[BEGIN Data in this exercise]

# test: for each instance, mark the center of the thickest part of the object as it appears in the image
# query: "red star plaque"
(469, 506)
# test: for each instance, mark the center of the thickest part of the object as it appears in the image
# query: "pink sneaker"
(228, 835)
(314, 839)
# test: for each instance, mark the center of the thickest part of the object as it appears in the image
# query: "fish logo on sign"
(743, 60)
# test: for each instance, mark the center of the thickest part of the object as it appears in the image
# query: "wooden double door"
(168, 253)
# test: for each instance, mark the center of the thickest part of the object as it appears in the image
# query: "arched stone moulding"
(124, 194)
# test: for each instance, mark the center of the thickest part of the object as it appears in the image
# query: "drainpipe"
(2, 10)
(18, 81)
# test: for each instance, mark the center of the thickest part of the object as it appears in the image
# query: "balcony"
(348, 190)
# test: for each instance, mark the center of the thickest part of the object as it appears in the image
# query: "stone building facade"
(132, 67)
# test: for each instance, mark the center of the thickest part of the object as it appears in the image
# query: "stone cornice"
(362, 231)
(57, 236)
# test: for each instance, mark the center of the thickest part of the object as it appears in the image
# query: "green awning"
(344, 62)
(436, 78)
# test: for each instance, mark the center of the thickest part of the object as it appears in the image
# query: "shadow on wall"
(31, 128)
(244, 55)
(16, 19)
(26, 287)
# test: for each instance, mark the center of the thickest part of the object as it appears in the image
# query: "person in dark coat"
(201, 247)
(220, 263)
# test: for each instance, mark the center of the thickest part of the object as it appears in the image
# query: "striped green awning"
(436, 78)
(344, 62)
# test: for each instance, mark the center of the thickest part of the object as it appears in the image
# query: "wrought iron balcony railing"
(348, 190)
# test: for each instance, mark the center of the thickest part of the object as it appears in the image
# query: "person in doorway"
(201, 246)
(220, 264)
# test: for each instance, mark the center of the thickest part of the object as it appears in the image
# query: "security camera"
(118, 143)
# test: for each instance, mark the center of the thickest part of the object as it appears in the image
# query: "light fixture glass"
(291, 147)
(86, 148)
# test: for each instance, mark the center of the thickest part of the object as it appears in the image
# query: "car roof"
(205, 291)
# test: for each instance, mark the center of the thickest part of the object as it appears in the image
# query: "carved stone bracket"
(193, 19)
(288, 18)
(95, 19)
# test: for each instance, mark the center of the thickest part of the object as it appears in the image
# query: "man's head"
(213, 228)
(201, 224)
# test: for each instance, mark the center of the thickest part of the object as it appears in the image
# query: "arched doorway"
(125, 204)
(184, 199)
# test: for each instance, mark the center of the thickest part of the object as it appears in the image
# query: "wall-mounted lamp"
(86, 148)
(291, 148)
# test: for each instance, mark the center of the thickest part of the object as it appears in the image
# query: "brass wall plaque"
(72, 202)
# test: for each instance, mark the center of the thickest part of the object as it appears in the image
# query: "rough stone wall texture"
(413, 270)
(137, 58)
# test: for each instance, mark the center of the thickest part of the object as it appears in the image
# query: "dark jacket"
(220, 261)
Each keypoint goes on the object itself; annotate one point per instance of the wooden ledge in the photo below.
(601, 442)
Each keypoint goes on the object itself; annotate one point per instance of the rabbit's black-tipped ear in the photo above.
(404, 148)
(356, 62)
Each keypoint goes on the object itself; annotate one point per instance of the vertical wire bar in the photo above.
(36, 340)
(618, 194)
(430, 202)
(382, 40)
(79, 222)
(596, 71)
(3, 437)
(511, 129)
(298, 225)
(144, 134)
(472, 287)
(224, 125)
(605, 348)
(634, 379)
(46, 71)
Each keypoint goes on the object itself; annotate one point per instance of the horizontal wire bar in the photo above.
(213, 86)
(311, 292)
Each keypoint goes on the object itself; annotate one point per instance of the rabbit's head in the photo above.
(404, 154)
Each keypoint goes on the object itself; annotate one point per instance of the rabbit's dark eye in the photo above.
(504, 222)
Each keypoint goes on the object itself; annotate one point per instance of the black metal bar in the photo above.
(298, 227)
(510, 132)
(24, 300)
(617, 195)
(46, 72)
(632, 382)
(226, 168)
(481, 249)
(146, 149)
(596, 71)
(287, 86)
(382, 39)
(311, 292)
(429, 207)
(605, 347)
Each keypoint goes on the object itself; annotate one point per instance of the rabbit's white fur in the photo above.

[END Data in this exercise]

- [Instruction]
Rescale the items from the line containing "ear in the photo above." through the end of the items, both included, and output only those lines. Copy each line unchanged, except that every point coordinate is multiplied by 2.5 and rounded to a whole number, with halves rounded up.

- [Response]
Each keypoint goes on the object itself; annotate one point per instance of the rabbit's black-tipped ear in the photo above.
(1010, 370)
(890, 155)
Each keypoint goes on the object itself; annotate one point per instance of the vertical wire bar in the photo above.
(90, 850)
(1545, 485)
(1075, 505)
(955, 100)
(198, 555)
(1490, 178)
(8, 1093)
(1278, 323)
(745, 563)
(360, 335)
(1180, 718)
(560, 313)
(1513, 870)
(1585, 948)
(115, 178)
Each keypoint goes on the object itself; annotate one point per instance of the horizontal wire bar in the photo above.
(533, 215)
(778, 730)
Each keypoint goes on the object itself; annotate one point per instance of the rabbit's head in the photo above.
(1010, 385)
Each keypoint goes on the object itself; annotate one point per instance of the rabbit's dark eye in the photo above.
(1260, 555)
Each keypoint goes on the object itself; annotate one point per instance of the black metal bar in the photo above.
(745, 568)
(1275, 330)
(60, 750)
(1543, 488)
(115, 180)
(1580, 955)
(565, 420)
(1203, 623)
(365, 373)
(1490, 178)
(718, 215)
(955, 98)
(778, 730)
(1073, 518)
(1513, 868)
Each keypoint goes on the object itself; annotate one point per instance of the rabbit's white fur in the photo above.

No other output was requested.